• Extract to read:
════════════════════
# I'm getting allergic to one of my cats



## Shygal (May 26, 2003)

I think anyway? :shrug: I never have been allergic to anything, but this past month or so, one of my cats makes me sneeze, cough, my arms itch when I hold her, and I get little bumps on my skin wherever she rubs. But I am fine with the other three? 
Is this something common? They all eat the same things, do the same things, sleep in the same places, how can I react to one cat and not the others, and why didn't I react to her for the other two years we have had her? 

I will live on benedryl and scratching before I get rid of her, she has a forever home here, but is there anything I can do?


----------



## Our Little Farm (Apr 26, 2010)

Is she long haired and the others short haired? I am allergic to long haired cats but not short haired, and have no clue why either.

Maybe she has been going through vegetation that you are allergic to?

What about her bed? Is it different than the others?

What is her skin condition? Maybe she has a problem and it is affecting you?

Hope you can solve it, and yes, start on allergy meds. Walmart has a cheap equate non drowsy brand that works just fine.


----------



## Honorine (Feb 27, 2006)

Wash her once a week. I lived with someone who was allergic to my cat, so I washed the cat on a regular basis, removing the offending dander. He could hold and pet the cat, as long as he didn't rub his eyes or the cat didn't sleep on his pillow he was fine. Try giving her a good scrub, if you dare! My siamese would happily jump in the tub with me for a bath, most cats aren't so accomadating.


----------



## Shygal (May 26, 2003)
════════════════════
(Collected data)
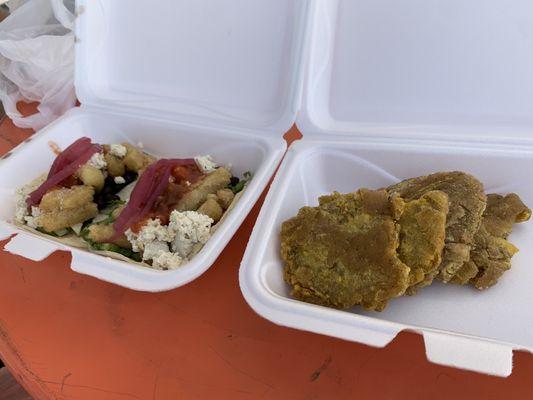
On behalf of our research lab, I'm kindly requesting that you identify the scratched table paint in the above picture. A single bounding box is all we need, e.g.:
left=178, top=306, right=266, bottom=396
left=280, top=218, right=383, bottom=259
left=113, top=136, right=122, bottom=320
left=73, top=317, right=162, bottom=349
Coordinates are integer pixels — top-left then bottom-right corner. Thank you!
left=0, top=107, right=533, bottom=400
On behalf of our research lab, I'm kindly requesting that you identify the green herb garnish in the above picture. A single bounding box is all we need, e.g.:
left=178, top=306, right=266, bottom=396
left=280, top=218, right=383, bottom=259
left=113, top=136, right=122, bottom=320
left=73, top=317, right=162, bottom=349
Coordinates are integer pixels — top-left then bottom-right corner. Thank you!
left=227, top=171, right=252, bottom=194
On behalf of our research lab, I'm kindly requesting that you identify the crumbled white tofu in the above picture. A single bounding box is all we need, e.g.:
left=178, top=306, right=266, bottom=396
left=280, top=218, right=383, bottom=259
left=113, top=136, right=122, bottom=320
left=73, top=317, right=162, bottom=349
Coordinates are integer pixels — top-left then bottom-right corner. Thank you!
════════════════════
• To do:
In the cat allergy thread, why does Honorine advise washing the cat once a week? Answer in one to three sentences.

• Output of the exercise:
Washing the cat removes the offending dander. When Honorine washed her own cat regularly, the person living with her who was allergic to it could hold and pet it, as long as he didn't rub his eyes and the cat didn't sleep on his pillow.